--- Provided material Enclosed Below ---

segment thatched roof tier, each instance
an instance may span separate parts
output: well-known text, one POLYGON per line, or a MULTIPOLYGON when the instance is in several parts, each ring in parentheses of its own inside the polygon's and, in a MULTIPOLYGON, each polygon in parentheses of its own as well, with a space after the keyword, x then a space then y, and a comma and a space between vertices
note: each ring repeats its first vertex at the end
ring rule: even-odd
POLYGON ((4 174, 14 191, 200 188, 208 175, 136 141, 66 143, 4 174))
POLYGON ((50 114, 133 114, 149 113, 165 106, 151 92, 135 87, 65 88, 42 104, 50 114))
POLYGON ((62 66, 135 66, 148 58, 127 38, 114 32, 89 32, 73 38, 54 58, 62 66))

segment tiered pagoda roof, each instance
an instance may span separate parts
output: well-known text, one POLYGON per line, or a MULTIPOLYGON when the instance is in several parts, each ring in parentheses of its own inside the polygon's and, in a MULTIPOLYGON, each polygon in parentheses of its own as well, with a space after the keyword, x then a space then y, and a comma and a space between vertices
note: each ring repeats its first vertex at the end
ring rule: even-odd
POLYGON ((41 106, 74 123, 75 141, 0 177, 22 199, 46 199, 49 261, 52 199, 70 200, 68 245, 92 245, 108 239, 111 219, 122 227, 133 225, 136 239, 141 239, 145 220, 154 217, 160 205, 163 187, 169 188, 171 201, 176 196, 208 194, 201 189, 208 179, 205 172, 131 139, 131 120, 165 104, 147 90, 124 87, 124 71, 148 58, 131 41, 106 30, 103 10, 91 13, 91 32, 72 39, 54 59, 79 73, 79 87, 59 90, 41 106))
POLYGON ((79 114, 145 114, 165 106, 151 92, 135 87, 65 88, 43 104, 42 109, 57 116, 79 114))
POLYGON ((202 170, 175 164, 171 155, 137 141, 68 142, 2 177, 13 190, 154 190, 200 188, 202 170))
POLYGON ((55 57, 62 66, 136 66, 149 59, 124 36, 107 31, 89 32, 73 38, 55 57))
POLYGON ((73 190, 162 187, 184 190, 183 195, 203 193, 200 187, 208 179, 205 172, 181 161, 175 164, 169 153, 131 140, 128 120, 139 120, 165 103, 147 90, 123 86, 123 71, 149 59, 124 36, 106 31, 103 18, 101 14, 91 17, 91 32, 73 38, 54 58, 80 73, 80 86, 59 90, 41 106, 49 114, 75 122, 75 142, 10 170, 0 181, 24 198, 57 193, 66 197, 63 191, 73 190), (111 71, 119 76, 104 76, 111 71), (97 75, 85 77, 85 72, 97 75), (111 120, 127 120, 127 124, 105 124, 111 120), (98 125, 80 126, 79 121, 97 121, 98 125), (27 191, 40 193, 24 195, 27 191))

--- End of Enclosed Provided material ---

* Task details:
The reply should consist of all the records, repeated exactly.

* Answer to this task:
segment thatched roof tier, each instance
an instance may span separate parts
output: well-known text, one POLYGON per line, or a MULTIPOLYGON when the instance is in several parts, each ring in parentheses of its own inside the polygon's and, in a MULTIPOLYGON, each polygon in parentheses of its own as well, with a space after the keyword, x then a space then y, and a comma and a space between vertices
note: each ring repeats its first vertex at the end
ring rule: even-odd
POLYGON ((4 174, 14 191, 200 188, 208 175, 136 141, 66 143, 4 174))
POLYGON ((50 114, 133 114, 149 113, 165 106, 151 92, 135 87, 65 88, 42 104, 50 114))
POLYGON ((62 66, 135 66, 148 58, 127 38, 114 32, 89 32, 73 38, 54 58, 62 66))

segment tiered pagoda roof, each instance
an instance may span separate parts
output: well-known text, one POLYGON per line, or a MULTIPOLYGON when the instance is in several parts, each ring in parentheses of its own inside the polygon's and, in a MULTIPOLYGON, each polygon in parentheses of its own as well, with a space after the keyword, x then a space then y, and a comma and a space between vertices
note: each ring repeats its first vertex at the end
ring rule: even-odd
POLYGON ((41 106, 74 123, 75 141, 0 177, 22 199, 46 199, 49 261, 52 199, 70 200, 68 245, 92 245, 108 239, 111 219, 122 227, 133 225, 136 239, 141 239, 145 220, 154 217, 160 205, 163 187, 169 188, 171 201, 176 196, 208 194, 201 189, 208 179, 205 172, 131 139, 131 120, 165 104, 147 90, 124 87, 124 71, 148 58, 131 41, 106 30, 103 10, 91 13, 91 32, 72 39, 54 59, 79 73, 79 87, 59 90, 41 106))
POLYGON ((79 114, 145 114, 165 106, 151 92, 135 87, 65 88, 43 104, 42 109, 57 116, 79 114))
POLYGON ((202 170, 175 164, 171 155, 137 141, 68 142, 2 177, 13 190, 154 190, 200 188, 202 170))
POLYGON ((55 57, 62 66, 136 66, 149 59, 124 36, 107 31, 89 32, 73 38, 55 57))
POLYGON ((73 190, 162 187, 184 190, 183 195, 203 193, 200 187, 208 179, 205 172, 181 161, 175 164, 169 153, 131 140, 128 120, 139 120, 165 103, 147 90, 123 86, 123 71, 149 59, 124 36, 106 31, 103 18, 101 14, 91 17, 91 32, 73 38, 54 58, 80 73, 80 86, 59 90, 41 106, 49 114, 75 122, 75 142, 10 170, 0 181, 24 198, 57 193, 66 197, 63 191, 73 190), (111 71, 119 76, 104 76, 111 71), (97 75, 85 77, 85 72, 97 75), (111 120, 127 120, 127 124, 105 124, 111 120), (98 125, 80 126, 79 121, 97 121, 98 125), (27 191, 40 193, 24 195, 27 191))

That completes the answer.